*GIVEN DATA:*

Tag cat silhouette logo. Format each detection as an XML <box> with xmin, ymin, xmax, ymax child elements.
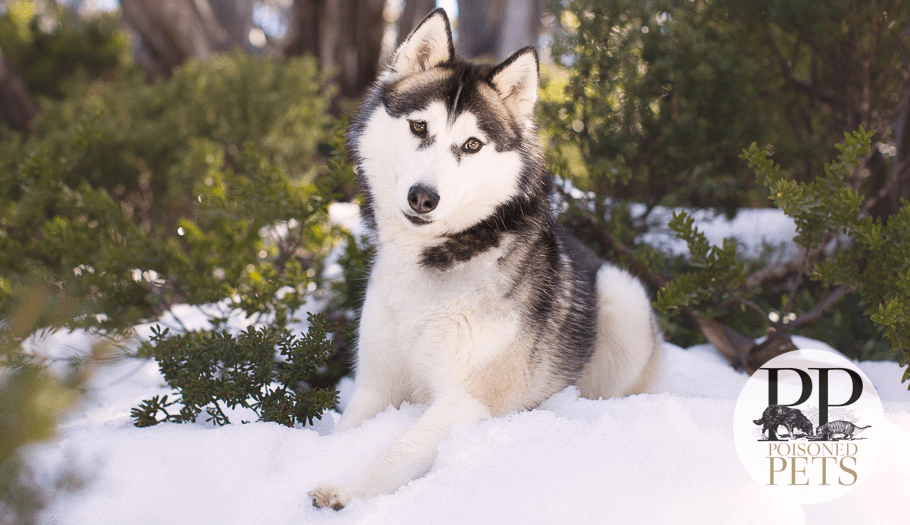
<box><xmin>733</xmin><ymin>350</ymin><xmax>884</xmax><ymax>503</ymax></box>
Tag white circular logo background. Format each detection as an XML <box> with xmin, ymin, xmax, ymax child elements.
<box><xmin>733</xmin><ymin>350</ymin><xmax>884</xmax><ymax>503</ymax></box>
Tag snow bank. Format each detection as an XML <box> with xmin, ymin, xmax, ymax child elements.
<box><xmin>23</xmin><ymin>340</ymin><xmax>910</xmax><ymax>524</ymax></box>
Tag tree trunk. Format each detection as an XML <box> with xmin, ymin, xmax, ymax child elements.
<box><xmin>456</xmin><ymin>0</ymin><xmax>506</xmax><ymax>58</ymax></box>
<box><xmin>120</xmin><ymin>0</ymin><xmax>253</xmax><ymax>79</ymax></box>
<box><xmin>284</xmin><ymin>0</ymin><xmax>385</xmax><ymax>97</ymax></box>
<box><xmin>397</xmin><ymin>0</ymin><xmax>436</xmax><ymax>45</ymax></box>
<box><xmin>497</xmin><ymin>0</ymin><xmax>543</xmax><ymax>60</ymax></box>
<box><xmin>0</xmin><ymin>50</ymin><xmax>38</xmax><ymax>133</ymax></box>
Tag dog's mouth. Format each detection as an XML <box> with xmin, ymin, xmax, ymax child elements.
<box><xmin>401</xmin><ymin>212</ymin><xmax>433</xmax><ymax>226</ymax></box>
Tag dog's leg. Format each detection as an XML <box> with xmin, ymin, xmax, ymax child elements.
<box><xmin>309</xmin><ymin>396</ymin><xmax>491</xmax><ymax>510</ymax></box>
<box><xmin>335</xmin><ymin>378</ymin><xmax>404</xmax><ymax>432</ymax></box>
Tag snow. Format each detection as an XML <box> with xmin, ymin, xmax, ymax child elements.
<box><xmin>19</xmin><ymin>334</ymin><xmax>910</xmax><ymax>524</ymax></box>
<box><xmin>14</xmin><ymin>205</ymin><xmax>910</xmax><ymax>525</ymax></box>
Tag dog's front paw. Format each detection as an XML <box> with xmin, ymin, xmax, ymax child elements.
<box><xmin>307</xmin><ymin>483</ymin><xmax>351</xmax><ymax>510</ymax></box>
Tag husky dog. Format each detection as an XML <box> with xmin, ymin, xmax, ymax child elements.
<box><xmin>309</xmin><ymin>9</ymin><xmax>661</xmax><ymax>510</ymax></box>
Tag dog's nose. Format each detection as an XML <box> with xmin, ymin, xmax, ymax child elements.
<box><xmin>408</xmin><ymin>184</ymin><xmax>439</xmax><ymax>213</ymax></box>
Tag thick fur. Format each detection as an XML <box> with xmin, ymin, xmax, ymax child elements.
<box><xmin>310</xmin><ymin>10</ymin><xmax>660</xmax><ymax>509</ymax></box>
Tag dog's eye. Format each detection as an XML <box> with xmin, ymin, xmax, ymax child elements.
<box><xmin>461</xmin><ymin>137</ymin><xmax>483</xmax><ymax>153</ymax></box>
<box><xmin>408</xmin><ymin>120</ymin><xmax>427</xmax><ymax>137</ymax></box>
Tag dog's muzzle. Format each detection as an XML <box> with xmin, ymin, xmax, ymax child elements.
<box><xmin>408</xmin><ymin>184</ymin><xmax>439</xmax><ymax>215</ymax></box>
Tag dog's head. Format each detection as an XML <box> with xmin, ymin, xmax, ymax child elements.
<box><xmin>349</xmin><ymin>9</ymin><xmax>548</xmax><ymax>236</ymax></box>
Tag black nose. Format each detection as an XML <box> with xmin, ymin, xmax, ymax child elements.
<box><xmin>408</xmin><ymin>184</ymin><xmax>439</xmax><ymax>213</ymax></box>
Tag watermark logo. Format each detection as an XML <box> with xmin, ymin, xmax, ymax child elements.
<box><xmin>733</xmin><ymin>350</ymin><xmax>884</xmax><ymax>503</ymax></box>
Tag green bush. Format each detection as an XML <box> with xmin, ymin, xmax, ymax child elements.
<box><xmin>656</xmin><ymin>128</ymin><xmax>910</xmax><ymax>381</ymax></box>
<box><xmin>136</xmin><ymin>314</ymin><xmax>346</xmax><ymax>427</ymax></box>
<box><xmin>0</xmin><ymin>0</ymin><xmax>132</xmax><ymax>99</ymax></box>
<box><xmin>0</xmin><ymin>54</ymin><xmax>342</xmax><ymax>329</ymax></box>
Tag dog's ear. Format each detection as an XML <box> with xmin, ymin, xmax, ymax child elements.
<box><xmin>489</xmin><ymin>46</ymin><xmax>539</xmax><ymax>123</ymax></box>
<box><xmin>388</xmin><ymin>9</ymin><xmax>455</xmax><ymax>79</ymax></box>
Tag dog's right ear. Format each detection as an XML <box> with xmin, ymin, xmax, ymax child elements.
<box><xmin>387</xmin><ymin>9</ymin><xmax>455</xmax><ymax>80</ymax></box>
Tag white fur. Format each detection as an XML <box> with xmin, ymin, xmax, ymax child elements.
<box><xmin>493</xmin><ymin>50</ymin><xmax>539</xmax><ymax>126</ymax></box>
<box><xmin>309</xmin><ymin>11</ymin><xmax>657</xmax><ymax>509</ymax></box>
<box><xmin>360</xmin><ymin>102</ymin><xmax>521</xmax><ymax>242</ymax></box>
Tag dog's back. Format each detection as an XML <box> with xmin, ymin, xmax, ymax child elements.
<box><xmin>311</xmin><ymin>10</ymin><xmax>660</xmax><ymax>508</ymax></box>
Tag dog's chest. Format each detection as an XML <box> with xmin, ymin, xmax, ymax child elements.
<box><xmin>368</xmin><ymin>249</ymin><xmax>520</xmax><ymax>372</ymax></box>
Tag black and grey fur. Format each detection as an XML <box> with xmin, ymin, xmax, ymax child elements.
<box><xmin>816</xmin><ymin>420</ymin><xmax>872</xmax><ymax>441</ymax></box>
<box><xmin>752</xmin><ymin>405</ymin><xmax>812</xmax><ymax>439</ymax></box>
<box><xmin>309</xmin><ymin>10</ymin><xmax>660</xmax><ymax>509</ymax></box>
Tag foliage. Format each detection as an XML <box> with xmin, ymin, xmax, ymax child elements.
<box><xmin>657</xmin><ymin>128</ymin><xmax>910</xmax><ymax>381</ymax></box>
<box><xmin>0</xmin><ymin>54</ymin><xmax>334</xmax><ymax>329</ymax></box>
<box><xmin>0</xmin><ymin>0</ymin><xmax>132</xmax><ymax>99</ymax></box>
<box><xmin>130</xmin><ymin>314</ymin><xmax>337</xmax><ymax>427</ymax></box>
<box><xmin>0</xmin><ymin>49</ymin><xmax>365</xmax><ymax>442</ymax></box>
<box><xmin>539</xmin><ymin>0</ymin><xmax>910</xmax><ymax>358</ymax></box>
<box><xmin>0</xmin><ymin>287</ymin><xmax>97</xmax><ymax>524</ymax></box>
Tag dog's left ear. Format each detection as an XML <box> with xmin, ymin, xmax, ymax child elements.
<box><xmin>388</xmin><ymin>9</ymin><xmax>455</xmax><ymax>79</ymax></box>
<box><xmin>489</xmin><ymin>46</ymin><xmax>539</xmax><ymax>123</ymax></box>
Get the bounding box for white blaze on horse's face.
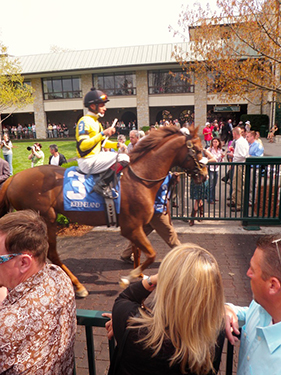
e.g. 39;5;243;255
199;156;208;165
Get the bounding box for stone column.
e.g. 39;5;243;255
31;78;47;139
136;70;150;130
194;74;207;135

*WORK INSTRUCTIONS:* Select every line of the records that contains the string "logo" and copy each one out in full.

*EXERCISE OUTPUT:*
Tag cat silhouette logo. Format each detection as an XML <box> with xmin, ymin, xmax, ymax child elements.
Tag white circular logo background. Format each detection as an XML <box> with xmin, ymin, xmax, ymax child elements.
Tag watermark logo. Format each detection as an XML <box> with xmin, ymin, xmax, ymax child elements.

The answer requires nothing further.